— Assignment —
Keep the wording of every entry exactly as it is while leaving the pictures out of your copy.

##### Provided material

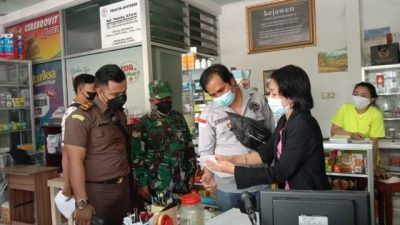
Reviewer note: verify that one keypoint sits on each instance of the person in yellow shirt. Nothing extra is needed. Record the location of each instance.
(361, 119)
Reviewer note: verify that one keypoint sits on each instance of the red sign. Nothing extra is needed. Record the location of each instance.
(40, 37)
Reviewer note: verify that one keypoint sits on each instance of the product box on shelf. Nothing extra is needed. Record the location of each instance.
(2, 46)
(11, 51)
(20, 48)
(385, 54)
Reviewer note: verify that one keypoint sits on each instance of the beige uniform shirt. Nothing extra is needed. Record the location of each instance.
(106, 156)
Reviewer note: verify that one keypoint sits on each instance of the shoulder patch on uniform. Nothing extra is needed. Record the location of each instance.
(254, 106)
(79, 117)
(200, 120)
(85, 107)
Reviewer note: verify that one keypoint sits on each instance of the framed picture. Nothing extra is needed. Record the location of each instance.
(267, 78)
(280, 25)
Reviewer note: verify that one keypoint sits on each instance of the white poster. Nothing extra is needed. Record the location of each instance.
(129, 60)
(120, 23)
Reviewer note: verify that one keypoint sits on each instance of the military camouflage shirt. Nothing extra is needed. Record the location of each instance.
(162, 152)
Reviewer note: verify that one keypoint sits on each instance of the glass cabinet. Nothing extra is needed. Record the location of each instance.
(386, 79)
(16, 105)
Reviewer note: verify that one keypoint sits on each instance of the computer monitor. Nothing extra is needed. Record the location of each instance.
(284, 207)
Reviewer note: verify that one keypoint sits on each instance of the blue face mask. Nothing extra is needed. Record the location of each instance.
(226, 99)
(275, 104)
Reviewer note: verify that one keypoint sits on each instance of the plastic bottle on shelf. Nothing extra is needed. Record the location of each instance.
(380, 82)
(197, 64)
(209, 62)
(203, 63)
(191, 211)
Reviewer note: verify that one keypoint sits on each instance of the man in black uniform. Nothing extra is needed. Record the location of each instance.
(96, 146)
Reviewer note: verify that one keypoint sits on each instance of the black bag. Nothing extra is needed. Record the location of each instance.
(250, 132)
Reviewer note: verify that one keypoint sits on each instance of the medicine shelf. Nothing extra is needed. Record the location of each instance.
(15, 108)
(347, 175)
(367, 148)
(14, 85)
(14, 131)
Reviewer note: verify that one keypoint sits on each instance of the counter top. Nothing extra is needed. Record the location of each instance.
(231, 217)
(26, 170)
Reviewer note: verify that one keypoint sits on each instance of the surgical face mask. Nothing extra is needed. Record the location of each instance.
(225, 99)
(116, 102)
(275, 104)
(90, 95)
(360, 102)
(164, 107)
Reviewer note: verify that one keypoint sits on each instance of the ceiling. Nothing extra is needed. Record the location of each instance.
(8, 6)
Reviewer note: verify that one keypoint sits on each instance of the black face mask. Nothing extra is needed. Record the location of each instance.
(91, 95)
(164, 107)
(117, 102)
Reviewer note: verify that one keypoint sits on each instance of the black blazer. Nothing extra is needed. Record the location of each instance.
(302, 162)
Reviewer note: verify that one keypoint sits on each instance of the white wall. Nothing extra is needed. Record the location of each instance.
(337, 26)
(36, 10)
(382, 13)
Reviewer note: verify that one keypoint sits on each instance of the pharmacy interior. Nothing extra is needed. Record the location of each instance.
(45, 44)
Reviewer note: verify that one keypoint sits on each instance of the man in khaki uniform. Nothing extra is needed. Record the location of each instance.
(85, 91)
(97, 151)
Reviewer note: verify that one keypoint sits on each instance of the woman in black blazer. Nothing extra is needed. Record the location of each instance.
(294, 156)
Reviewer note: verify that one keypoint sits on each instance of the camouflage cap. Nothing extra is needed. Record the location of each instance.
(159, 89)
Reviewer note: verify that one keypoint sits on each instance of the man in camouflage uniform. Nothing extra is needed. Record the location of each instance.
(162, 149)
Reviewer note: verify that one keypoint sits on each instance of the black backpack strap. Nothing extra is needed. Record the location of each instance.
(114, 119)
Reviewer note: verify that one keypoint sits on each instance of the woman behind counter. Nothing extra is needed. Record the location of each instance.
(294, 155)
(361, 119)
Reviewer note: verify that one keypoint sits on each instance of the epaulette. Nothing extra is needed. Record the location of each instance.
(86, 106)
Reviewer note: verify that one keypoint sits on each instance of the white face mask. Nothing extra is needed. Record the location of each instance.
(275, 104)
(360, 102)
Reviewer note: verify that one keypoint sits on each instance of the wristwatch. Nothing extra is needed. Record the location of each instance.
(81, 203)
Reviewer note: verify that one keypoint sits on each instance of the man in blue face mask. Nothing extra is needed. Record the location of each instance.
(162, 149)
(215, 135)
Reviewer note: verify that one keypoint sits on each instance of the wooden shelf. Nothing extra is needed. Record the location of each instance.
(14, 131)
(14, 85)
(15, 108)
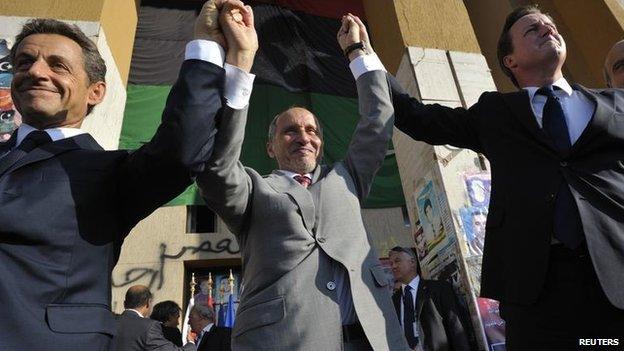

##########

— Reply to the exercise —
Reviewer note: verify that one keypoint sits on each instance of the person in yellow shirt. Nothing extra is needed. Record the location of each instance.
(361, 119)
Reviewer note: verify that one keypoint sits on each instance of the red sign. Nothing extra is needed. Record the location of each instance.
(40, 37)
Reviewer note: verify that one keypoint sits on each instance of the product box on shelf. Nothing extra is needed. Record the location of each instance.
(2, 46)
(11, 51)
(20, 48)
(385, 54)
Reviewer note: verify that one keypoint sits on each instance of the beige uniform shirt. Nothing extra is needed. Record the location of each instance.
(106, 156)
Reviewer note: verify that one keypoint sits on each instance of the shoulder patch on uniform. Nothing extra is needed. Record the location of each instance.
(254, 106)
(79, 117)
(200, 120)
(85, 107)
Reviewer note: verify that one keypoint sits on each instance of the framed picture. Nothing extra is needed. Record the location of each instance.
(267, 78)
(280, 25)
Reviewer note: verify that one keypoint sits on each instance of the white poster. Nothing extra is needed. Record the location of each instance.
(129, 60)
(120, 23)
Reviewer note: verify that one keypoint sits on each instance of the military camouflage shirt. Nothing extra is needed. Record the location of each instance.
(162, 152)
Reviewer note: verify that one keypoint sits on each instance of the glass cabinet. Nothing extra is needed. Record the location of each instance.
(386, 79)
(16, 105)
Reviewer note: verify that one keypoint sits on each instance of the computer monitor. Nothing extra is needed. Record the location of each instance.
(284, 207)
Reviewer note: verify that one keypoint sits on each instance of the blue face mask. Nothing extra is needed. Record the location of each instance.
(226, 99)
(275, 104)
Reviewer note: verify that one keypoint sits on each instance of the plastic bottle on shelf. Nothing extra is needed. Record the location of each instance.
(380, 82)
(197, 64)
(209, 62)
(203, 63)
(191, 211)
Reviewer note: verify that one keypoint sits on each instance of the man in black uniform. Nothing extra is needed. Record the location of each instance.
(96, 146)
Reviewer note: verify that one keypoint sits on each instance of the black bag. Nothing extra is needed. Record the location of each instance.
(250, 132)
Reviewer note: verify that one keypoint sits on each instance of the medicine shelf. Nothing extra is needed. Record the location of each instance.
(15, 108)
(347, 175)
(367, 148)
(14, 85)
(14, 131)
Reviewer note: verify that one keypoint sits on each instance of the counter top. Nothing extra is needed. Record the location of each instance.
(231, 217)
(26, 170)
Reviewer note: verify that one keypoint sits on each instance of the surgical face mask. Nothing extra is needed. Record the location of each instance.
(225, 99)
(116, 102)
(275, 104)
(90, 95)
(360, 102)
(164, 107)
Reviewer note: verify that one keypoint sits on each instance of the ceiling. Nothing extra is needed. Record the location of each instance.
(8, 6)
Reviewer note: verify that one keypoint sits on each instance of the black face mask. Nothing extra is needed. Record the location of each instance.
(91, 95)
(164, 107)
(117, 102)
Reviewer note: verify that one keypoint sits on each instance of the black blazer. Nothing extra is needed. Record the location of each instance.
(302, 162)
Reviewer note: verify that one keypoint sits on each instance of the white wall. Nothing extra is needed. Record the location of each instance.
(337, 26)
(36, 10)
(382, 13)
Reviewer note: verify that one keypoint sits on each instance of the pharmacy interior. Nothing extra is needed. Record the location of each instance.
(45, 44)
Reviewer note: verify that one keypoint sits on each instance of the man in khaki uniform. Nothing extra is needed. Record the location of each instance.
(85, 91)
(97, 151)
Reviewer note: verify that one keypoint sits on each instance of the woman in black blazer. Nothing extra is needed. Record the location of each instance.
(294, 156)
Reviewer note: verify that one keypoint sits on each instance of the camouflage cap. Nothing extra is needed. Record the location of each instance.
(159, 89)
Reviewer note: verify that one keypoint sits on each instance of the man in camouflage uniform. Nothing extra is needed. Record the location of each instance.
(162, 149)
Reviewer note: verify that one keypoint sits on each instance of the black backpack strap. Nothing extra is needed. Record the location of each instance.
(114, 119)
Reviewer note: verify that one keypoint sits on each instance of the woman behind counter. Nothing extra is needed. Record the location of each instance.
(294, 155)
(361, 119)
Reviewer note: verify that one keypoint sits on each instance of the epaulette. Nothing extra is needed. Record the location of each instance.
(86, 106)
Reviewer note: verify that one keypoint sits on each instance of the white face mask. Nothing extra is needed. Record the location of each instance.
(275, 104)
(360, 102)
Reviewer note: verify that one keypoint sits on each instance of the wristwatch. Nothing extra is needed. Record the location of each instance.
(81, 203)
Reviewer note: verify that one keypoint sits on each instance of the man in blue face mask. Nothing extra is needed. Record the location of each instance.
(162, 149)
(215, 135)
Reviewer note: verify that one keypoint sits on each instance of the wooden shelf. Nothing extra is needed. Record the location of each instance.
(14, 131)
(14, 85)
(15, 108)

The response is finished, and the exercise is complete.